WORK TO COMPLETE:
When responding, copy every record below exactly as it appears.

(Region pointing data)
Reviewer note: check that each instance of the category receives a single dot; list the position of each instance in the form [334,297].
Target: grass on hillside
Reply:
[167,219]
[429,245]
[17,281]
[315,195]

EXERCISE SOLUTION:
Reviewer note: check that each instance of the category receives a single dot; list the position of each instance in the form [334,297].
Target: grass on hillside
Reply:
[167,219]
[429,245]
[17,281]
[315,195]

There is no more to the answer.